● What the exercise asks
Below, take the lines from the one containing "Where in the image is the stepped base?" up to and including the one containing "[45,6,87,27]", and give them as a JSON list of strings, one string per line, with blank lines left out.

● Materials provided
--- START ---
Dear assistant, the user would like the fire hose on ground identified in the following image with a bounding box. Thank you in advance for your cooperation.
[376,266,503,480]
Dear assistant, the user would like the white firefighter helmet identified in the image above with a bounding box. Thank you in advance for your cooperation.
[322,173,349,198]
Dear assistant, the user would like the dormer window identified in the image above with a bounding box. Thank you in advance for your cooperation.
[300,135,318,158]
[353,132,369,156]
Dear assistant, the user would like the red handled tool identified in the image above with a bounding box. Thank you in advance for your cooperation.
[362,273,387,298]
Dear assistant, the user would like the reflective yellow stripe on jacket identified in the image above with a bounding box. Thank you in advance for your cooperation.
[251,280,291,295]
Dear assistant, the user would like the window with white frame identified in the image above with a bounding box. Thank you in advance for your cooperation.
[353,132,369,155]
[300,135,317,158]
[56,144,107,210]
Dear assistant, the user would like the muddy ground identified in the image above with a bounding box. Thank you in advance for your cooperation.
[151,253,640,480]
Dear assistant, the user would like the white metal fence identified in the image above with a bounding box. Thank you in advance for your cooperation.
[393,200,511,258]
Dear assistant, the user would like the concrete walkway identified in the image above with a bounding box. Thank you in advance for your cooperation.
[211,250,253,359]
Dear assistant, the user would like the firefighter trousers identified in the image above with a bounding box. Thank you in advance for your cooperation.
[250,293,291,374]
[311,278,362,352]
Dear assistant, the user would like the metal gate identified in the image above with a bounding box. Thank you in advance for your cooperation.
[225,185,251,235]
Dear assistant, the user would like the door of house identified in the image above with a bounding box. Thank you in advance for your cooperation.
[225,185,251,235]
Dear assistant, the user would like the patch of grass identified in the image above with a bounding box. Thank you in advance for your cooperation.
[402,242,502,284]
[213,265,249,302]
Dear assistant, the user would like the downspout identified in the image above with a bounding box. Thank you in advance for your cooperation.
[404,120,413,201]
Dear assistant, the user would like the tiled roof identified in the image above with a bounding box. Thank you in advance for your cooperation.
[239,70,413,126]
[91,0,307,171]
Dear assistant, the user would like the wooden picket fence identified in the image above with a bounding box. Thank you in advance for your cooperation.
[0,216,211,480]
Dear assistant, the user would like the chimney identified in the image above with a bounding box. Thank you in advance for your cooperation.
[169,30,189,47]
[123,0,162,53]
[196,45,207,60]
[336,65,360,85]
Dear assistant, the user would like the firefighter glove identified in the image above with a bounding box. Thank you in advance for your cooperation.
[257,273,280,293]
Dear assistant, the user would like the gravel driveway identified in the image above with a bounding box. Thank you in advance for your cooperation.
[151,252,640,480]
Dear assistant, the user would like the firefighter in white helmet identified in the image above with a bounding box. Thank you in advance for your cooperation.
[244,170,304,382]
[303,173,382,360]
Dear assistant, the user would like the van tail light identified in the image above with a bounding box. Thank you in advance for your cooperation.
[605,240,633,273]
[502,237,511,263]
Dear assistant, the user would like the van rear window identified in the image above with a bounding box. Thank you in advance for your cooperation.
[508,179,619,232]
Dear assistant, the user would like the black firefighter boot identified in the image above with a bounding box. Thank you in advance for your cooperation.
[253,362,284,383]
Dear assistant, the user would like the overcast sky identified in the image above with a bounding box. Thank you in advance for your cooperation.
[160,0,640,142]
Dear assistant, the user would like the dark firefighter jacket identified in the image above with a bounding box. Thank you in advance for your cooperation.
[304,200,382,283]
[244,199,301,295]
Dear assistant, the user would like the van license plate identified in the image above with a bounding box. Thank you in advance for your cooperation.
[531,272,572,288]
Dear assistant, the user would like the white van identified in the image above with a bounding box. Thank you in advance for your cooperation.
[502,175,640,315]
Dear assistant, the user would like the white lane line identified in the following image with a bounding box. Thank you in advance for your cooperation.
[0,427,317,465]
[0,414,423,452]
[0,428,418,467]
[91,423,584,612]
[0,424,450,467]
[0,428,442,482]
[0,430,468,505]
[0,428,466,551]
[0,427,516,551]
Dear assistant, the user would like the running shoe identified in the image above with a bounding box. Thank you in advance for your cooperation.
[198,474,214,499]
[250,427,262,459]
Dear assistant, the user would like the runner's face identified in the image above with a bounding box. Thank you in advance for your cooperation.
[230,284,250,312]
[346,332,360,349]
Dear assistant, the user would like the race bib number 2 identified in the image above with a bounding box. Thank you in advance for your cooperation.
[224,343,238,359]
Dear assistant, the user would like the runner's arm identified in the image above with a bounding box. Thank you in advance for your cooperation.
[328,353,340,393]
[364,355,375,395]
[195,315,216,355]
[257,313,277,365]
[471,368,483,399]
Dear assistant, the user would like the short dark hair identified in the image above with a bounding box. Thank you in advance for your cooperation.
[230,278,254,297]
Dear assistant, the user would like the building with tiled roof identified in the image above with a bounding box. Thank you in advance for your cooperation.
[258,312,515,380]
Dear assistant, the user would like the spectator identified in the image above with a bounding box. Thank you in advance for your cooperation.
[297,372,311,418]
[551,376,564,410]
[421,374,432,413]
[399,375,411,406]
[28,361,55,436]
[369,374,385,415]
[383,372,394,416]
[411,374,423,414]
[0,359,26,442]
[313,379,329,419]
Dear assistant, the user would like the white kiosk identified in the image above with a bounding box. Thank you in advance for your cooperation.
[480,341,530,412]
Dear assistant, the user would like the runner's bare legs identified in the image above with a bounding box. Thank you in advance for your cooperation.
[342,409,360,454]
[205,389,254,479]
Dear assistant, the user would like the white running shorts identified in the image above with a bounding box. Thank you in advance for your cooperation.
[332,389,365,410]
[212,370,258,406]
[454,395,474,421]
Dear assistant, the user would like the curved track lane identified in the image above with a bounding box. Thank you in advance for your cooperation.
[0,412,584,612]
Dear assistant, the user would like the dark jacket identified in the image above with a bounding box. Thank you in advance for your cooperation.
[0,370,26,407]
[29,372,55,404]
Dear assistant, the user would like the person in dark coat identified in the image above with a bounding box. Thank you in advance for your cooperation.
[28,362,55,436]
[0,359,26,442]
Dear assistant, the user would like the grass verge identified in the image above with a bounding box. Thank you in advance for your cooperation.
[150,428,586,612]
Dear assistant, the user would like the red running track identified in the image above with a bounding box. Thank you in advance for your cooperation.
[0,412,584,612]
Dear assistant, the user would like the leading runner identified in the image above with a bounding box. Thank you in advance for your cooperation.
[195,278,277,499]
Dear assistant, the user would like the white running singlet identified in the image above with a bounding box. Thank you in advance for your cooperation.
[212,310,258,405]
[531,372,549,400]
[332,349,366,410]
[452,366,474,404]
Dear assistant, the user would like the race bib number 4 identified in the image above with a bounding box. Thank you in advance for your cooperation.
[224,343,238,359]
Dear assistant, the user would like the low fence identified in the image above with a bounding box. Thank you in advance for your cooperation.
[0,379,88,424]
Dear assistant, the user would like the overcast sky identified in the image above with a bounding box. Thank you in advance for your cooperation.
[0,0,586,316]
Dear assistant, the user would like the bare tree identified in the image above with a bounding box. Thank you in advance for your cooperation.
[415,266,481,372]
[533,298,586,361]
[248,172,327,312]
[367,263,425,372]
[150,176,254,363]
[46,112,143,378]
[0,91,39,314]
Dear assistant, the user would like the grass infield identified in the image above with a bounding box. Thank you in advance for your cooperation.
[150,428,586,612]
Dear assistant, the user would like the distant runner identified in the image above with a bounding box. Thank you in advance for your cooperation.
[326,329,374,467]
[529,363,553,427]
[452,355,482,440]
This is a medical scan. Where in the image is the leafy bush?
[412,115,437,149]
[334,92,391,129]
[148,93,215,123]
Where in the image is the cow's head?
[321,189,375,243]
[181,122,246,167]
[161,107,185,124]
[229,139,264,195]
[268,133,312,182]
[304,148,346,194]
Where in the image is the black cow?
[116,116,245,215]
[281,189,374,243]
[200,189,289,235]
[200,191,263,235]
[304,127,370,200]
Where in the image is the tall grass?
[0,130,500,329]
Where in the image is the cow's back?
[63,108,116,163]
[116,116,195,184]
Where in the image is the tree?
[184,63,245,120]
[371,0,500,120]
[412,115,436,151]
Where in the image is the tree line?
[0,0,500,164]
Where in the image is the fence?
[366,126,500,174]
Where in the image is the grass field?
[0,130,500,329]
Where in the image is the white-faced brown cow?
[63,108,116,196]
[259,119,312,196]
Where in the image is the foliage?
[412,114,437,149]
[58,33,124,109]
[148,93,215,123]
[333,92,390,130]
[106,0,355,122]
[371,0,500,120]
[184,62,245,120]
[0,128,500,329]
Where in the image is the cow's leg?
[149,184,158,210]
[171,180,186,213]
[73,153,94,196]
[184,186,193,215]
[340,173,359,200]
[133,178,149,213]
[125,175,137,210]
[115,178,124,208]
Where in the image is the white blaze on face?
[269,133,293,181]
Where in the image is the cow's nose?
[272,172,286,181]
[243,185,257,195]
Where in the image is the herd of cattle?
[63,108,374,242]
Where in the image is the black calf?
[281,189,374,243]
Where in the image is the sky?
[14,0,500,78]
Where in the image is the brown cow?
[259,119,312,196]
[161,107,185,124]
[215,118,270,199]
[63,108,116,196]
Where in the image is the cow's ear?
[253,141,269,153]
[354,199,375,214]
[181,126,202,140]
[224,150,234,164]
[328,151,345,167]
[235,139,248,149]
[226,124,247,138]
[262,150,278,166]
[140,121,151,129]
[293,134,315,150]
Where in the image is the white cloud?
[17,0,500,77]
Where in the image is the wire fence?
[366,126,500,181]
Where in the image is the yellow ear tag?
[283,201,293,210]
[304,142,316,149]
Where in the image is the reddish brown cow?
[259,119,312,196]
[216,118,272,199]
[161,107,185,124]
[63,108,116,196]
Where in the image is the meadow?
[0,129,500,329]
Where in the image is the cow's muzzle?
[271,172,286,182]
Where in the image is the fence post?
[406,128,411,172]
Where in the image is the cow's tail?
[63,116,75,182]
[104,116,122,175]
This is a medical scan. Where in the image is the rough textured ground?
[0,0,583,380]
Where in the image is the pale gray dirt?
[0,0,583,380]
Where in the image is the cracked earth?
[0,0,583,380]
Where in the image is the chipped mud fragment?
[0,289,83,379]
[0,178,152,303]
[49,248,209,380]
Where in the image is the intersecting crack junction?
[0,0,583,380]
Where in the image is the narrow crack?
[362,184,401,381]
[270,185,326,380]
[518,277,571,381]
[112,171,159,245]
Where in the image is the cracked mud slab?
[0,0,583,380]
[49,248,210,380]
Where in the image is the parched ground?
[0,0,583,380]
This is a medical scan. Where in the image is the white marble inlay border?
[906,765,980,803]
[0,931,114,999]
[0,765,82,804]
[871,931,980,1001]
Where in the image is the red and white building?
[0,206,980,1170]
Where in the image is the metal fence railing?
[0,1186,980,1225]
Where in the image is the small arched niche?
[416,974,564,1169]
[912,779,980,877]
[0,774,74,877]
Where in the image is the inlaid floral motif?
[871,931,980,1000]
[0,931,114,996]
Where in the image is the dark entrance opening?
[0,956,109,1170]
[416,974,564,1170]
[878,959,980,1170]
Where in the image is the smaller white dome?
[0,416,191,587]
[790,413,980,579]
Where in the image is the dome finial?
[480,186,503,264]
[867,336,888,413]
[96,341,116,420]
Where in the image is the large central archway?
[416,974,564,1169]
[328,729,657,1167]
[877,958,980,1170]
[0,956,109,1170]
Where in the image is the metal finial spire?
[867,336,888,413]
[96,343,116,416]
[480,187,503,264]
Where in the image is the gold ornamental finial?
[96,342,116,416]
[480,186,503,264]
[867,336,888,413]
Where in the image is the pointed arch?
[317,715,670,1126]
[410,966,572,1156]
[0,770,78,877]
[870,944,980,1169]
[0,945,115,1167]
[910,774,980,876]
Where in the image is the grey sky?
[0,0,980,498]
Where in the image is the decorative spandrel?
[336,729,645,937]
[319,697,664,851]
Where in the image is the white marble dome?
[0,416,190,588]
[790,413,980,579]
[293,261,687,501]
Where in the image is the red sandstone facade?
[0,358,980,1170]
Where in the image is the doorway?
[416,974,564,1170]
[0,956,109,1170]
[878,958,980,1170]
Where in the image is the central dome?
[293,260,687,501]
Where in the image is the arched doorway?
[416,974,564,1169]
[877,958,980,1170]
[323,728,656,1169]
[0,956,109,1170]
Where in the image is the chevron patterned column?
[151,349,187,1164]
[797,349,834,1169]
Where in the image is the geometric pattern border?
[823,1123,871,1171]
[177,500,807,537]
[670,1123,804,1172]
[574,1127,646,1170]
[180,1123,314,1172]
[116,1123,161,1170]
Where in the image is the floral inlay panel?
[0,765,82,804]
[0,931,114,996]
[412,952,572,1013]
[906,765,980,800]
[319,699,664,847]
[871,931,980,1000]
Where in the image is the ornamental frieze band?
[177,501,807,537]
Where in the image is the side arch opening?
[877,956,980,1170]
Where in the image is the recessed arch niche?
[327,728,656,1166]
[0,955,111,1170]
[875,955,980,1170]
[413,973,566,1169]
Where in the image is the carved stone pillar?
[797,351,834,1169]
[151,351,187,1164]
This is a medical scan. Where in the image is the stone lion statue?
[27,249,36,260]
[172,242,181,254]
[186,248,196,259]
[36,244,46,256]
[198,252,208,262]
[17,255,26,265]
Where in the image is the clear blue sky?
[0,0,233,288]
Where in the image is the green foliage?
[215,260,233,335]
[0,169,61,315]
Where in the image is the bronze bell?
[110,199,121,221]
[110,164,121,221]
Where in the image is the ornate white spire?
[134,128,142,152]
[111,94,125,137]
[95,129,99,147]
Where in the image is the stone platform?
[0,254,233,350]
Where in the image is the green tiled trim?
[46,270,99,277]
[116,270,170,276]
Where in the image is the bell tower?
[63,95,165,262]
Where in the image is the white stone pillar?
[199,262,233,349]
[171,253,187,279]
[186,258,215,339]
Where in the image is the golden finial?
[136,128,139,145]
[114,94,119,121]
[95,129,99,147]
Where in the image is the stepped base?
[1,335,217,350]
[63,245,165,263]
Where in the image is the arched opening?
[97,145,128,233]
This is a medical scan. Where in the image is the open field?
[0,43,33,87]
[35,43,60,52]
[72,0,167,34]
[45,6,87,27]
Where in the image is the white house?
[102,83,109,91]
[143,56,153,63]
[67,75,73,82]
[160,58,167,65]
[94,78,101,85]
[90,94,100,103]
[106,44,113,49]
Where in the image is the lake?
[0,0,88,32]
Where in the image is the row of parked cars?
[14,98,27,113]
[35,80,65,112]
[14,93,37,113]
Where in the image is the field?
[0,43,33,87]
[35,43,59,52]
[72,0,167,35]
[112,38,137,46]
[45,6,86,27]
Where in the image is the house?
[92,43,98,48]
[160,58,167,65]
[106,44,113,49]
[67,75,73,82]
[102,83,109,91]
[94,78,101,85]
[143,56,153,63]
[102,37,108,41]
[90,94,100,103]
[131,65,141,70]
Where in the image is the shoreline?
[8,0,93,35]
--- END ---
● Written response
[
  "Where in the image is the stepped base?",
  "[1,335,217,350]",
  "[63,245,165,263]",
  "Where in the image is the arched opening?",
  "[97,145,128,233]",
  "This is a medical scan. Where in the image is the open field?",
  "[0,43,33,87]",
  "[35,43,60,52]",
  "[72,0,167,34]",
  "[45,6,87,27]"
]